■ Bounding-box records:
=-=-=-=-=
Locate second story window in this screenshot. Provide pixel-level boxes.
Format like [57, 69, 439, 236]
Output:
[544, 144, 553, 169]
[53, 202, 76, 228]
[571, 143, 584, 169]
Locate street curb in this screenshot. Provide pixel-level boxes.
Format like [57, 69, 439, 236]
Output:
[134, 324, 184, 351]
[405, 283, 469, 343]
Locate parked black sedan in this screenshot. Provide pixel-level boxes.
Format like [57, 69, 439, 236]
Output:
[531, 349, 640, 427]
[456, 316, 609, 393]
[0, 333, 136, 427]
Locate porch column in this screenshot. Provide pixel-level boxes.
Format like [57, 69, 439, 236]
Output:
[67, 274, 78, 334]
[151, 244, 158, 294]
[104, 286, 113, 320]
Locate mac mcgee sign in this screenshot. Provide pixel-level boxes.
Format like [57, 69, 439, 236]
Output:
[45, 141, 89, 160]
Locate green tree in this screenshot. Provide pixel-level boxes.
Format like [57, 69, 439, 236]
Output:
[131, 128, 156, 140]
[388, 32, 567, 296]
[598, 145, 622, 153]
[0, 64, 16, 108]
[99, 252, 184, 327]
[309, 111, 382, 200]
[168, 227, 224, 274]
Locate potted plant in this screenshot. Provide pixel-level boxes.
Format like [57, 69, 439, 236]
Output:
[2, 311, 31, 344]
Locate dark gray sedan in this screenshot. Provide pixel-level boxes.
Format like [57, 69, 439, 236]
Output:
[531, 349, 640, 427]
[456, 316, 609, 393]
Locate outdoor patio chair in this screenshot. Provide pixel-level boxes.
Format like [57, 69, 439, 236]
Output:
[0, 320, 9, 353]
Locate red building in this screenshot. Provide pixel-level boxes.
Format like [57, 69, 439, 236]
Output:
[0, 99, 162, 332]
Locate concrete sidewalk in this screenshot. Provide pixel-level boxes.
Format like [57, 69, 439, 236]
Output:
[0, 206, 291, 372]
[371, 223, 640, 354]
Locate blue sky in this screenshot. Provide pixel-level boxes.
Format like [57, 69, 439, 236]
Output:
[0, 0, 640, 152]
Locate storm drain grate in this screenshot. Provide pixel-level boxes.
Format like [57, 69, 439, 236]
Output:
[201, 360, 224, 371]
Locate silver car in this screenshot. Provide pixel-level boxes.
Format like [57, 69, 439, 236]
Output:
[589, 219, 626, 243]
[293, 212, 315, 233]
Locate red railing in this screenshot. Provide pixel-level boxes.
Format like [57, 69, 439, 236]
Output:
=-=-=-=-=
■ GOAL: Copy out the records starting with the line that contains "Locate green tree" and going on through the end of the records, substituting "coupe" for "sedan" and changing nothing else.

■ ANSWER FOR THE TASK:
Locate green tree in this screenshot. Provide pixel-level boxes.
Format like [57, 69, 439, 236]
Output:
[131, 128, 156, 140]
[388, 32, 567, 296]
[598, 145, 622, 153]
[0, 64, 16, 108]
[99, 252, 184, 327]
[309, 111, 382, 200]
[168, 227, 224, 274]
Locate potted plant in this screenshot. Provide pixel-level boxes.
Format like [57, 69, 439, 236]
Output:
[2, 311, 31, 344]
Locate dark gray coupe in this screenshot. Provide pixel-level boxes.
Format like [57, 69, 439, 236]
Output:
[531, 349, 640, 427]
[456, 316, 609, 393]
Locate outdoor patio chair in this screenshot. Provide pixel-level boxes.
Format like [57, 69, 439, 236]
Output:
[0, 320, 9, 353]
Locate red building in this screenshot. Provide pixel-level boxes.
Format like [57, 69, 439, 236]
Output:
[0, 99, 162, 332]
Locate concrete sidewalk in this screenshot. Provide pixel-level boxes.
Format like [57, 69, 439, 236]
Output:
[0, 206, 291, 372]
[371, 223, 640, 354]
Locate blue sky in this screenshot. Provide pixel-level boxes.
Format like [57, 69, 439, 236]
Output:
[0, 0, 640, 152]
Locate storm drain grate in this screenshot. Provide pixel-level boxes.
Format like [57, 69, 439, 236]
Output:
[201, 360, 224, 371]
Locate silver car in this screenshot. Provide pixel-level boxes.
Format like [57, 69, 439, 236]
Output:
[589, 219, 626, 243]
[293, 212, 315, 233]
Locate red railing in this screenshot. Provide pixel-level boxes.
Format like [57, 69, 439, 236]
Output:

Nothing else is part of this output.